++++ ENTRIES SUPPLIED
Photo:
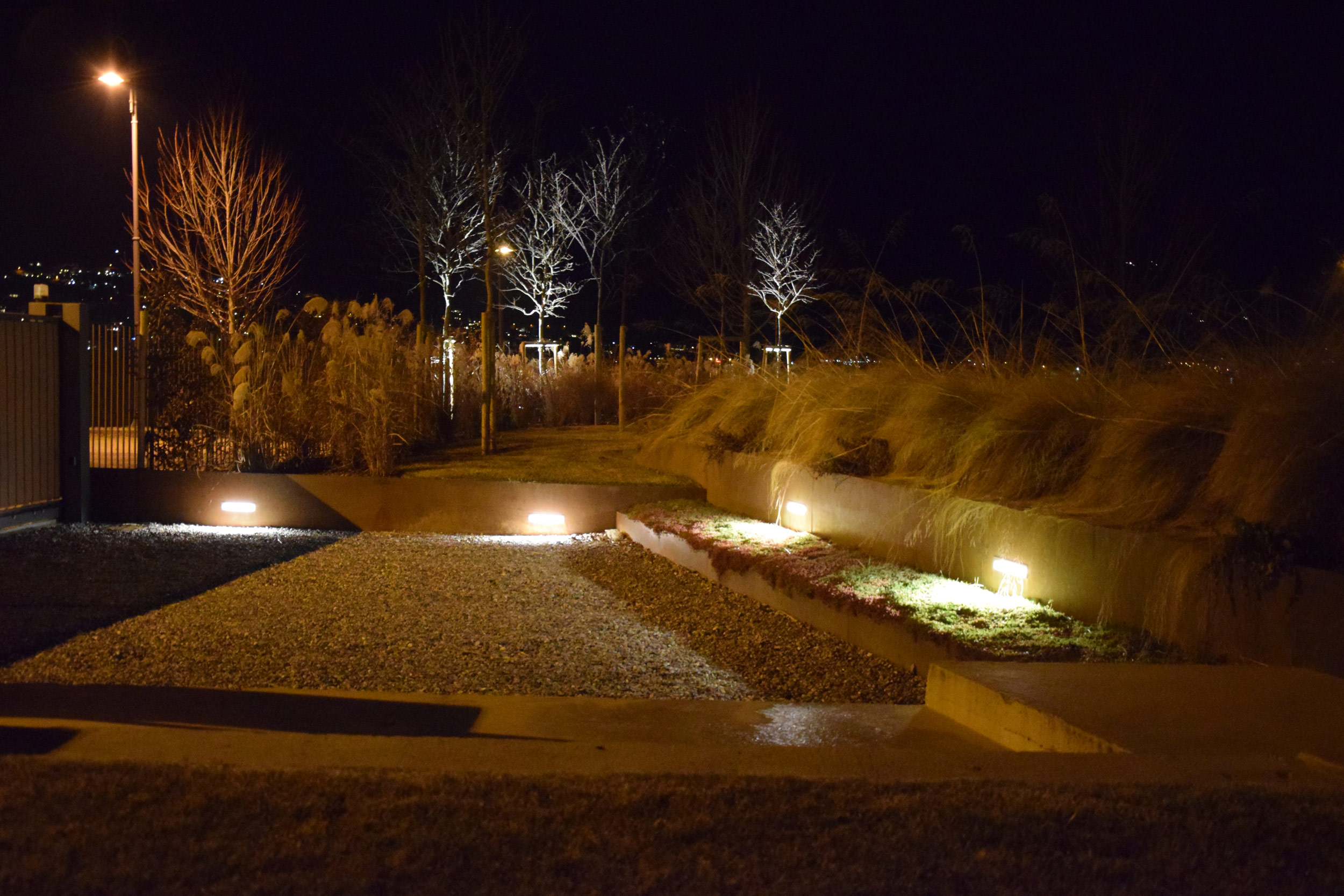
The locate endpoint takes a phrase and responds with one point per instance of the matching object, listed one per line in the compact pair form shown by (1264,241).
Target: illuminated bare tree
(608,200)
(535,269)
(222,222)
(742,167)
(456,240)
(787,264)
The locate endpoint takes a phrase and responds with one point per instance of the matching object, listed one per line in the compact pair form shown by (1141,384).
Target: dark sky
(949,113)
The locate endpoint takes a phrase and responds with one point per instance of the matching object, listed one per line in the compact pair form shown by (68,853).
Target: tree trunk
(421,328)
(620,385)
(597,374)
(744,347)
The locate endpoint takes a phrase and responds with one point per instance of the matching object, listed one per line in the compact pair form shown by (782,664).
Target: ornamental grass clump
(1197,448)
(377,383)
(967,618)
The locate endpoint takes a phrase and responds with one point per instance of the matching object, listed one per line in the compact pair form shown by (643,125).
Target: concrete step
(519,735)
(1147,708)
(888,640)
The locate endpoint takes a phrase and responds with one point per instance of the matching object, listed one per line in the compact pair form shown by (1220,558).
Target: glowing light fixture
(546,519)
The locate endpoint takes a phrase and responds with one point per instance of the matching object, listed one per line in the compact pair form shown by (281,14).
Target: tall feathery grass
(1197,447)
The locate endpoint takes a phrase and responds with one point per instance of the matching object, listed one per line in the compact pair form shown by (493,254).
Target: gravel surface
(380,612)
(60,580)
(777,656)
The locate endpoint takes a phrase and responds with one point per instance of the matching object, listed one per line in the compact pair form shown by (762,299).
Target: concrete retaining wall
(319,501)
(888,640)
(1143,579)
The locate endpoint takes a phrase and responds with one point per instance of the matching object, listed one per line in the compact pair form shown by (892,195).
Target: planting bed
(966,620)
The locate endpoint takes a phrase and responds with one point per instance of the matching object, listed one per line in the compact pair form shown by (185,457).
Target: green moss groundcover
(977,623)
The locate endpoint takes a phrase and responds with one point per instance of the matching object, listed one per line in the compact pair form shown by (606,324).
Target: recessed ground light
(1011,567)
(546,519)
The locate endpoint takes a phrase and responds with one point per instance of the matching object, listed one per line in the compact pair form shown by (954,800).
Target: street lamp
(138,319)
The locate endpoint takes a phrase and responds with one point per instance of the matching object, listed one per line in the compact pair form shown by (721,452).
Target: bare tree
(609,199)
(222,222)
(535,269)
(787,260)
(456,240)
(480,61)
(741,170)
(404,164)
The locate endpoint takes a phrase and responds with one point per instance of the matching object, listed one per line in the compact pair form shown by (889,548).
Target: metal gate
(30,415)
(113,431)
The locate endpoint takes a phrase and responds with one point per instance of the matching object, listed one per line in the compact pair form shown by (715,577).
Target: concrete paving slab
(485,734)
(1149,709)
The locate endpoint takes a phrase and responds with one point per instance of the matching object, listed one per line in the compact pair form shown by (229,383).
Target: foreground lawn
(595,454)
(130,829)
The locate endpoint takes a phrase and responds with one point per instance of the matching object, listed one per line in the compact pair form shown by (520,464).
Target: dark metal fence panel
(113,432)
(30,414)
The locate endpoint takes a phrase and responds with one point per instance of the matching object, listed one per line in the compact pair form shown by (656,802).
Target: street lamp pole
(139,319)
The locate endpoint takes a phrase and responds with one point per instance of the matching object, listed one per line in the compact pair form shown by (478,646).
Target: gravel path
(60,580)
(381,612)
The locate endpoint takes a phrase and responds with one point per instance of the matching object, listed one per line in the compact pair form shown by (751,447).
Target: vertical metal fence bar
(30,422)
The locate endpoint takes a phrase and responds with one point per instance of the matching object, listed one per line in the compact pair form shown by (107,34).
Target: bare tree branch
(222,225)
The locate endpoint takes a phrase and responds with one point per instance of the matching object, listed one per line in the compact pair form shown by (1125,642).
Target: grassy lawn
(131,829)
(596,454)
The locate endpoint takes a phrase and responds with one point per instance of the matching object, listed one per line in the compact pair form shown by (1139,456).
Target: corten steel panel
(113,437)
(30,414)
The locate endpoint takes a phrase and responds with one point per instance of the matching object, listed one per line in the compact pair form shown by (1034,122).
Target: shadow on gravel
(62,580)
(256,709)
(17,741)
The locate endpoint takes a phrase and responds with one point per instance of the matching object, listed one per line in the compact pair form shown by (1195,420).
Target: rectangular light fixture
(1011,567)
(546,519)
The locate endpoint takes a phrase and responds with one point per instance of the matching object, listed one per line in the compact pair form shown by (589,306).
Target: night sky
(940,113)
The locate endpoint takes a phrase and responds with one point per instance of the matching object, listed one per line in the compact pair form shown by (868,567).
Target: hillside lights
(1015,577)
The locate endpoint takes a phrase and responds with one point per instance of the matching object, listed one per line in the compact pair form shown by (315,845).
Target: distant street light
(138,320)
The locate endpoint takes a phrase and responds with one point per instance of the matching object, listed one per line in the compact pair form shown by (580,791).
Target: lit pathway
(397,613)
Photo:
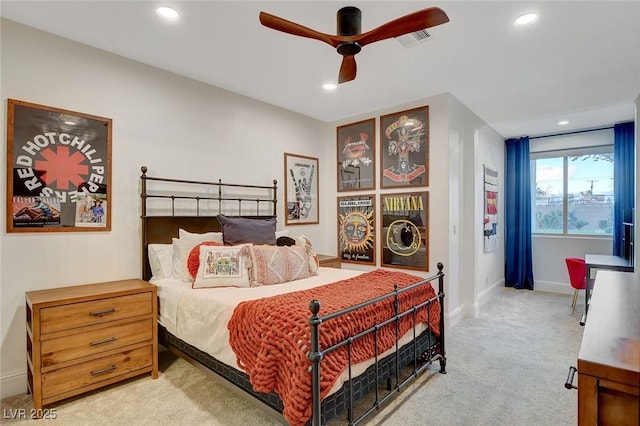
++++++++
PROBLEM DESCRIPTION » Transcribe every entry word for word, excluding images.

REPLY TO THE TASK »
Photo:
The locate endpoint takes a phrase and responds with one point per instance of the matching object, listed one per line in the compact pair form shown by (1264,241).
Target: illuminated bare tree
(608,200)
(535,269)
(222,222)
(742,167)
(456,240)
(787,264)
The locate endpoint takes a phrase and responds with one point per instance of the matching object, listed one per line in the compact pair form shown by (1141,384).
Target: dark sky
(949,113)
The locate endpoint takes a phrase and responds with one point per instance of the matching object, listed one per line in the compact pair form shown by (68,853).
Target: tree trunk
(421,328)
(620,385)
(597,374)
(744,347)
The locate endpoint takes a phrase and responds with one point per instance of the matching object, listed one per line in the compact pair form shown by (782,664).
Target: ornamental grass clump
(1197,448)
(377,383)
(967,618)
The locate endpoint takes a phrase and responds with one point per instance of the matching object, listed one per line in the compact pair form shown by (643,125).
Target: concrete step
(519,735)
(1147,708)
(888,640)
The locate endpoint takes a phrase and responds with one point per instance of the matching object, listed one per line in the compact pair form shown by (1220,558).
Target: glowing light fixture
(546,519)
The locate endpoint takes a phrase and responds with one point per instance of the matching object, listed one per line in the compact pair form shown by (281,14).
Target: tall feathery grass
(1197,447)
The locate endpoint takes a phrase and responds with one point per instance of the matching object, listed one per line in the compact pair form shown by (493,254).
Target: gravel surface
(380,612)
(60,580)
(777,656)
The locate endpoint takes a phrase and responds with one point per instance of the matching object, listed one per line in the compact pair form shown by (762,299).
Target: concrete retaining wall
(319,501)
(888,640)
(1143,579)
The locate endpoint takes a phrase and responds with one point per instance of the matching object, listed one per line in the compact pair form shown by (892,195).
Target: planting bed
(966,620)
The locate endpoint takes a phrase and responds with one point per instance of the matching object, listed one per line in the compact pair form shown by (185,457).
Target: green moss groundcover
(977,623)
The locate endpoint takes a phrase and responds with one point per instance of the matching object, listed one per line in the compact pair form shown by (606,324).
Target: recessed ground light
(1011,567)
(546,519)
The locate endpoint takes a phrase and responds with one point per instance of the matching object, listed one per line in the compact pair form shown by (954,800).
Target: street lamp
(138,319)
The locate endpoint takes a phrase and responds with one point per instance of the matching object, listed one per line in the compact pair form shown by (721,452).
Target: bare tree
(609,199)
(222,222)
(535,269)
(787,260)
(456,240)
(480,61)
(741,170)
(404,164)
The locate endpoint takes a phrase and responds with one point per instance of the matching object, listed one per line in the compact pair form shown by (889,548).
Target: metal gate
(30,415)
(113,431)
The locate endpoint takes a phrase and responds with one point per instance of the matching object, listed one per line in the compact pair form shown by (715,577).
Target: concrete paving slab
(485,734)
(1149,709)
The locate endpoint takes a phrase and responds with one point per instance of the matching object, listed one per line in the compact pair form shown by (229,383).
Target: foreground lawn
(595,454)
(130,829)
The locate endpoint takes a phrase and responds with one point per instance of the matching object, listed one per line in the compact pair form shown by (520,464).
Target: dark metal fence panel
(113,432)
(30,414)
The locate endpoint takes a phrase and responds with one point per instance of the matching object, listed one per line in the compact pair form shown by (656,802).
Target: street lamp pole
(139,319)
The locate endpoint takes a phrase and responds with one point per instance of the matching object, listed one per line in the compact pair form shown by (478,646).
Target: gravel path
(60,580)
(381,612)
The locate endpoint takes a phrase and responds with one point per instance of the matching object, listed one per line in the compact pair form shown by (751,447).
Target: vertical metal fence bar
(30,422)
The locate endpoint takes a phrase and responds with one point per instance of the matching object, listed one per line in the compact pair form shown by (107,34).
Target: bare tree branch
(222,225)
The locate endpoint takes a phrase and responds with one point per instance of the matching object, listed one per line in the compact pair form shown by (1125,642).
Target: grassy lawn
(131,829)
(596,454)
The locate endpoint takes a phrase and responds with one point per instance of the matching object, listed one per line in the compact pair form shown by (1139,456).
Target: corten steel panel
(113,437)
(30,414)
The locate endpoint takes a phrase and responds with one point per instance of the matching object, listed one per line in the compact pair form shown by (1034,122).
Target: shadow on gravel
(62,580)
(256,709)
(17,741)
The locate endpoint takes a phrase and responds with one point per instance of the matching object, listed one per line in the compact pair form shown by (1195,420).
Target: rectangular light fixture
(1011,567)
(546,519)
The locate endpoint takes a phrase and responds with one point per instance of the matching object, listed one per line in the compact pair form shown by (589,306).
Target: night sky
(940,113)
The locate endpoint takes a phrase and responds with one point per instance of the matching object, listed one per line in the compact pair form shown by (868,567).
Target: hillside lights
(1015,577)
The locate endpoint takes a phrase and responds with one point per instance of the matching object, listed one per line in the compact pair form shown by (315,845).
Target: distant street light
(138,320)
The locate endpoint takes a phrase and responds with one point per instance of the matching object, listed one per line in the compact pair form shown by (580,791).
Target: lit pathway
(397,613)
Photo:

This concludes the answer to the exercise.